[Dataset]:
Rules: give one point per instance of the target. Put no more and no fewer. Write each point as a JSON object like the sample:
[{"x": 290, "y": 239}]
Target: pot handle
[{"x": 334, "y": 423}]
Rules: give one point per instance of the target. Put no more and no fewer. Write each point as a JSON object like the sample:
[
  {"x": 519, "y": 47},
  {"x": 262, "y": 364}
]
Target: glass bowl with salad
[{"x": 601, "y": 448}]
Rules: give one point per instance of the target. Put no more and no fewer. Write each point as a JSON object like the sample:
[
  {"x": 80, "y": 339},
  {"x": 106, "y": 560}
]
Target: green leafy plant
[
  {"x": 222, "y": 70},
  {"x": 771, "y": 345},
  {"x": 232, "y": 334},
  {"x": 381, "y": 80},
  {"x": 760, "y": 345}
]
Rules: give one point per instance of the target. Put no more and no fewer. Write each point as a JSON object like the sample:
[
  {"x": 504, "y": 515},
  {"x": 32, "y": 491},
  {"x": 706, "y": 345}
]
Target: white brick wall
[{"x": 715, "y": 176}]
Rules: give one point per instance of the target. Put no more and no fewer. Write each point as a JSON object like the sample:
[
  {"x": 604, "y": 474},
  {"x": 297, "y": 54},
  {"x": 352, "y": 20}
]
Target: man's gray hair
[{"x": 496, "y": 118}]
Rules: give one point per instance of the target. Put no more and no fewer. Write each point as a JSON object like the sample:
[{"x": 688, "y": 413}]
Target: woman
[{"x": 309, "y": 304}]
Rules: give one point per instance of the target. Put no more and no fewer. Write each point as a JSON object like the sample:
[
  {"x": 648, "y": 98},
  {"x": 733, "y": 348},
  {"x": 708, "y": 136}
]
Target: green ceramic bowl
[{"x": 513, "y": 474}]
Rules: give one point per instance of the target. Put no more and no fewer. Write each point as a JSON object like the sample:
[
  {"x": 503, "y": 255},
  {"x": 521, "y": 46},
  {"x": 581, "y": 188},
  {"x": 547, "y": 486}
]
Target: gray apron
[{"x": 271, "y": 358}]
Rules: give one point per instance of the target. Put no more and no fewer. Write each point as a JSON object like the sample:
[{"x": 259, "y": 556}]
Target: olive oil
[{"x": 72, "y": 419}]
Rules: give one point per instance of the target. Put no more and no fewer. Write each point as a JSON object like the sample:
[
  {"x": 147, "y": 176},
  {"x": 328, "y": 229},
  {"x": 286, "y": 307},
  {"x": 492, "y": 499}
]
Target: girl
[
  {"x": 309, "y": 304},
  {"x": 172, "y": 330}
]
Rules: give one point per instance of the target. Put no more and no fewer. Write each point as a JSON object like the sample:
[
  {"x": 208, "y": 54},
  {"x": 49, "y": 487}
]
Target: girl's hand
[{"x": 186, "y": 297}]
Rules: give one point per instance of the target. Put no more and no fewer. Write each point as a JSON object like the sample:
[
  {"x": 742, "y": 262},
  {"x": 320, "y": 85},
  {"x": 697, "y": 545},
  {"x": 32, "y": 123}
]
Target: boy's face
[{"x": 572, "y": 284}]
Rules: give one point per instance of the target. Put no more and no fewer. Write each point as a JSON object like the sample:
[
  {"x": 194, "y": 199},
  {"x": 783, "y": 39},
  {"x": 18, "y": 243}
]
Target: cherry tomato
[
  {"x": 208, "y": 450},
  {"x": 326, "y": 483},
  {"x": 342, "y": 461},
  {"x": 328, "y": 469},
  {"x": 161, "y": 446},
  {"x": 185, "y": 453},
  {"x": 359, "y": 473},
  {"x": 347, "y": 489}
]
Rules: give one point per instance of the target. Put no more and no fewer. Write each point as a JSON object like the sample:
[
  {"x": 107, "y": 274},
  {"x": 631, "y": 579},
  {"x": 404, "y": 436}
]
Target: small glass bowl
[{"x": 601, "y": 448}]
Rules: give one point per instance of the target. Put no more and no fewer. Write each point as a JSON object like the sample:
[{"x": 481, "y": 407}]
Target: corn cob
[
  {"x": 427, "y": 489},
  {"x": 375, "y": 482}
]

[Task requirements]: Write out the records in full, exactly as they appear above.

[Response area]:
Rules: give one point per instance of the target. Put no more and no fewer. Write each point as a JSON object like the sample:
[{"x": 290, "y": 239}]
Target: pot handle
[{"x": 334, "y": 423}]
Rules: give one point per instance of the target. Put no more and no fewer. Write each point as a JSON object like the sample:
[
  {"x": 519, "y": 47},
  {"x": 262, "y": 364}
]
Target: glass bowl with salad
[{"x": 601, "y": 448}]
Rules: give one point per instance of the target. Put no more and no fewer. Write each point as a JSON object like the sample:
[
  {"x": 80, "y": 339},
  {"x": 106, "y": 560}
]
Target: green leafy plant
[
  {"x": 222, "y": 70},
  {"x": 771, "y": 345},
  {"x": 232, "y": 334},
  {"x": 381, "y": 80},
  {"x": 760, "y": 345}
]
Rules: give one point per instance of the target. Put no more and no fewer. Write each point as a JSON object like the sample:
[
  {"x": 504, "y": 515},
  {"x": 32, "y": 491},
  {"x": 706, "y": 345}
]
Target: white brick wall
[{"x": 715, "y": 176}]
Rules: give one point per instance of the target. Put no more and no fewer. Write each point as a JSON object like the sample:
[
  {"x": 604, "y": 474},
  {"x": 297, "y": 54},
  {"x": 352, "y": 20}
]
Target: man's gray hair
[{"x": 496, "y": 118}]
Rules: give one point per instance of the target. Put no more and no fewer. Write each point as a JSON object like the sample:
[{"x": 688, "y": 413}]
Target: woman
[{"x": 309, "y": 304}]
Rules: give one point per instance of the target. Put no more and no fewer. Write each point as a JSON object like the sample:
[
  {"x": 648, "y": 98},
  {"x": 733, "y": 348},
  {"x": 708, "y": 136}
]
Target: green ceramic bowl
[{"x": 513, "y": 474}]
Rules: give one point per instance of the target. Put no more and no fewer. Write each point as a JSON object like the sample:
[
  {"x": 503, "y": 255},
  {"x": 521, "y": 46},
  {"x": 581, "y": 188},
  {"x": 547, "y": 486}
]
Target: gray apron
[{"x": 271, "y": 358}]
Rules: give one point per instance of the target. Put no more and no fewer. Write each point as a JSON object like the sample:
[{"x": 259, "y": 556}]
Target: olive oil
[{"x": 72, "y": 419}]
Rules: give one point per instance of the target. Put no more and no fewer. Write each point as a JSON object like the sample:
[
  {"x": 147, "y": 176},
  {"x": 328, "y": 229},
  {"x": 286, "y": 307},
  {"x": 492, "y": 499}
]
Target: girl
[
  {"x": 309, "y": 304},
  {"x": 172, "y": 330}
]
Rules: give one point per instance of the target. Put no more and no fewer. Write each point as a JSON object like the sample:
[
  {"x": 208, "y": 54},
  {"x": 49, "y": 487}
]
Target: girl's hand
[{"x": 186, "y": 297}]
Rules: give one point per instance of the target. Put no more and no fewer. Write each point as a JSON object like the sample:
[
  {"x": 742, "y": 262},
  {"x": 320, "y": 85},
  {"x": 697, "y": 545},
  {"x": 32, "y": 123}
]
Target: boy's face
[{"x": 572, "y": 284}]
Rules: give one point per instance of the target. Put no more and no fewer. Write each point as a JSON object like the sample:
[
  {"x": 194, "y": 199},
  {"x": 783, "y": 39},
  {"x": 18, "y": 243}
]
Target: cherry tomato
[
  {"x": 208, "y": 450},
  {"x": 326, "y": 483},
  {"x": 342, "y": 461},
  {"x": 328, "y": 469},
  {"x": 161, "y": 446},
  {"x": 185, "y": 453},
  {"x": 359, "y": 473},
  {"x": 347, "y": 489}
]
Rules: give one point per instance of the target. Put no more and no fewer. Write each point as a JSON object like the sample:
[
  {"x": 107, "y": 274},
  {"x": 631, "y": 579},
  {"x": 404, "y": 436}
]
Target: small glass bowl
[{"x": 601, "y": 448}]
Rules: give one point per instance of the target. Put no more and no fewer. Write each point as a JSON object like the sample:
[{"x": 481, "y": 407}]
Target: corn cob
[
  {"x": 427, "y": 489},
  {"x": 375, "y": 482}
]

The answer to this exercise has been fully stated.